Source extract:
"""

Skip to content

The Concurrency Trap: Why 22 AI Agents are Slower Than 5

The Concurrency Trap: Why 22 AI Agents are Slower Than 5
   

The Concurrency Trap: Why 22 AI Agents are Slower Than 5

In the world of software engineering, our instinct is often to parallelize everything. If one task takes 10 seconds, surely 10 tasks in parallel should also take 10 seconds, right? When we started building complex AI agent workflows, we applied this same logic. We thought, “If we need to explore 22 different code paths, let’s just spawn 22 background agents and get it done all at once.”

The result was a sluggish, timeout-prone mess that was actually slower than running the tasks in smaller batches. This is the Concurrency Trap in AI orchestration.

Why: The Hidden Costs of Parallelism

While modern CPUs and networks are great at handling many concurrent connections, AI agents introduce unique bottlenecks that traditional software doesn’t always face.

"""

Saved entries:
"""

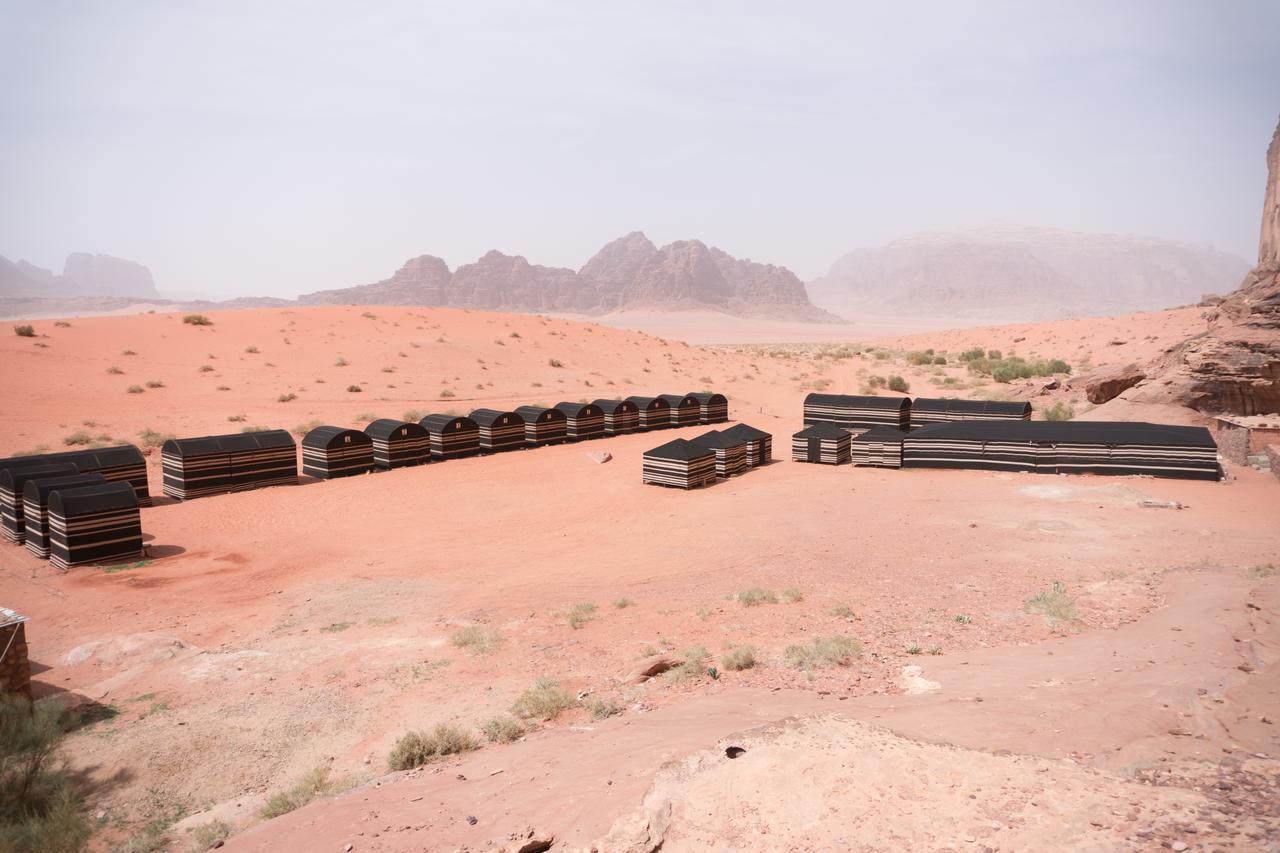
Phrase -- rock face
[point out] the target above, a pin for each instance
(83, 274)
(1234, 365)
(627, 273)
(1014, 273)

"""
"""

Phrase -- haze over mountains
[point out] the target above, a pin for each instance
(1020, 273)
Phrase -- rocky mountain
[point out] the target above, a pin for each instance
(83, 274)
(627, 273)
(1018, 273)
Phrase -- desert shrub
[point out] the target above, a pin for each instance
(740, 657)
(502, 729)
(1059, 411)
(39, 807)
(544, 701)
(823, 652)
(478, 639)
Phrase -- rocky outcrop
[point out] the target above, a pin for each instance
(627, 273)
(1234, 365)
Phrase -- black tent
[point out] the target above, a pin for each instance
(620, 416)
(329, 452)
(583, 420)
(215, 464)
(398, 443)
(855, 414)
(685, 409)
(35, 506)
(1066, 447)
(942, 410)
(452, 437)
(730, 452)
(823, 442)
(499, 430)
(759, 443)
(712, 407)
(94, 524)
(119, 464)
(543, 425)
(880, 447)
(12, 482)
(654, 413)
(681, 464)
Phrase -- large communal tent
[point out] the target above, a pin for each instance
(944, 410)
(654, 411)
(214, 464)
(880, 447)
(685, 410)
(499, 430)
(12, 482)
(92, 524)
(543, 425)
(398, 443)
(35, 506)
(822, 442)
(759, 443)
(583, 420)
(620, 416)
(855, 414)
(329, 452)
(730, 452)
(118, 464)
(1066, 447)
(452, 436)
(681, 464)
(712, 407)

"""

List of tasks:
**A)** Using the article on AI agent concurrency, answer each question briefly:
(i) How many background agents did the team consider spawning to explore different code paths?
(ii) What name does the article give to the problem it describes?
(iii) What does the article say modern CPUs and networks are good at handling?
**B)** Print the part of the article on AI agent concurrency that opens with the words containing "Skip to content" and closes with "in AI orchestration.".
The items were taken from a source other than the article.

Task solutions:
**A)**
(i) 22
(ii) The Concurrency Trap in AI orchestration
(iii) Many concurrent connections

**B)**
Skip to content

The Concurrency Trap: Why 22 AI Agents are Slower Than 5

The Concurrency Trap: Why 22 AI Agents are Slower Than 5
   

The Concurrency Trap: Why 22 AI Agents are Slower Than 5

In the world of software engineering, our instinct is often to parallelize everything. If one task takes 10 seconds, surely 10 tasks in parallel should also take 10 seconds, right? When we started building complex AI agent workflows, we applied this same logic. We thought, “If we need to explore 22 different code paths, let’s just spawn 22 background agents and get it done all at once.”

The result was a sluggish, timeout-prone mess that was actually slower than running the tasks in smaller batches. This is the Concurrency Trap in AI orchestration.